■ **GOAL**: Reproduce, word for word, the stretch of the quarantine journal below from "Of course, the" through "has been like.".

■ **PROVIDED TEXT**:
____________

Of course, the same goes for making and eating pasta.
Listening to:
In a bid to really immerse myself in the above reading material, I also listened to the Longform podcast episode with David Wallace Wells, who talks less about the content and the stats (thank god) and more about how he came to write the book and what the reception has been like.
This beautiful, meandering conversation between poet Mary Oliver and Krista Tippett about listening to the world, for On Being. It’s a spiritually, philosophically-inclined podcast and they seem to be resurfacing some of their archival episodes, including interviews with Rebecca Solnit and Ezra Klein that I plan to check out.
Grace by Jeff Buckley. God I love this album. Its shiver-inducing but feels like a blanket all at the same time. Lilac Wine is probably one of my favourite songs in the world. There’s also something really validating and certifying about returning to an album you’ve consecrated and finding that it still does something to you. I go to a different place when I listen to this music. So its ideal when you’re on day fourteen of being in your bedroom.
The episode of Table Manners with Riz Ahmed, who seems intense! Like one of those worldly, sage people who have crammed so many experiences into their life that when you sit them down to talk about it, it can be a bit overwhelming. But I liked his explanations of the Pakistani food he loves to eat, and how he grew up thinking pitta bread was Pakistani and not Greek because it was deemed a better alternative than supermarket-bought naan.
Doing:
Trying not to fall into a pit of despair. Making a list of all the films I want to to watch during quarantine. Worrying that I won’t get through them all and will have scuppered my chances of supreme cinematic literacy. Walking around the Woodberry and Watlhamstow Wetlands and listening to the ample birdsong and the breeze. Making lots of tasty food (see below). Definitely eating more calories than I’m burning and trying not to think too much about that. You need layers for quarantine like hibernation right?

____________

■ **STORED DATA**:
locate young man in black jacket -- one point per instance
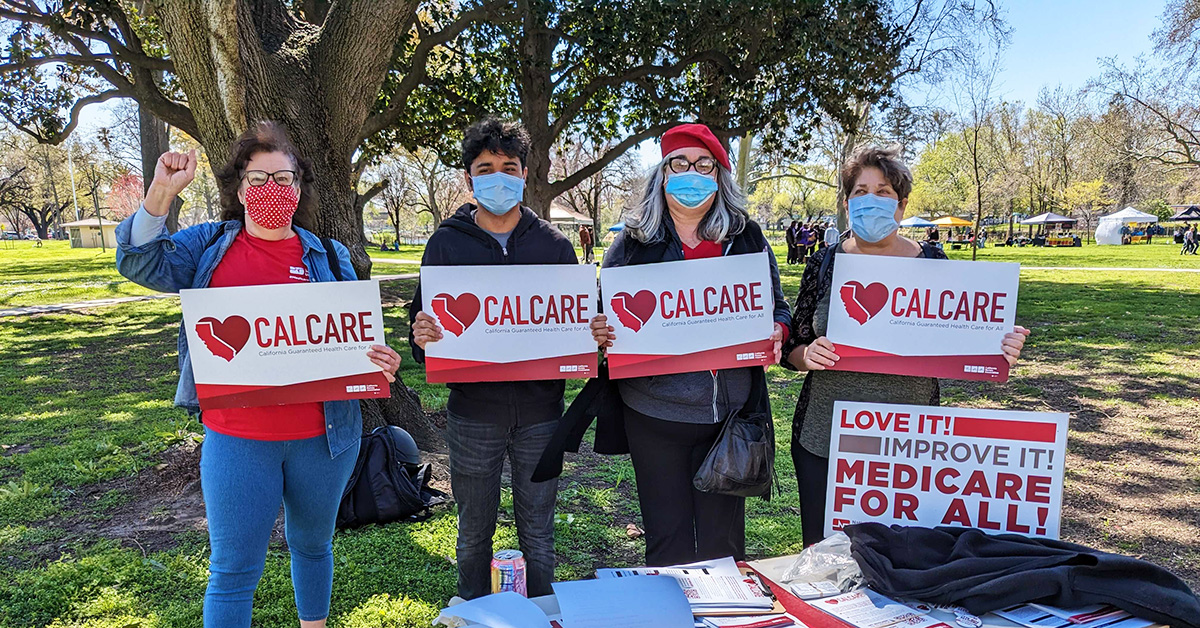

____________

■ **RESULT FOR THIS TASK**:
Of course, the same goes for making and eating pasta.
Listening to:
In a bid to really immerse myself in the above reading material, I also listened to the Longform podcast episode with David Wallace Wells, who talks less about the content and the stats (thank god) and more about how he came to write the book and what the reception has been like.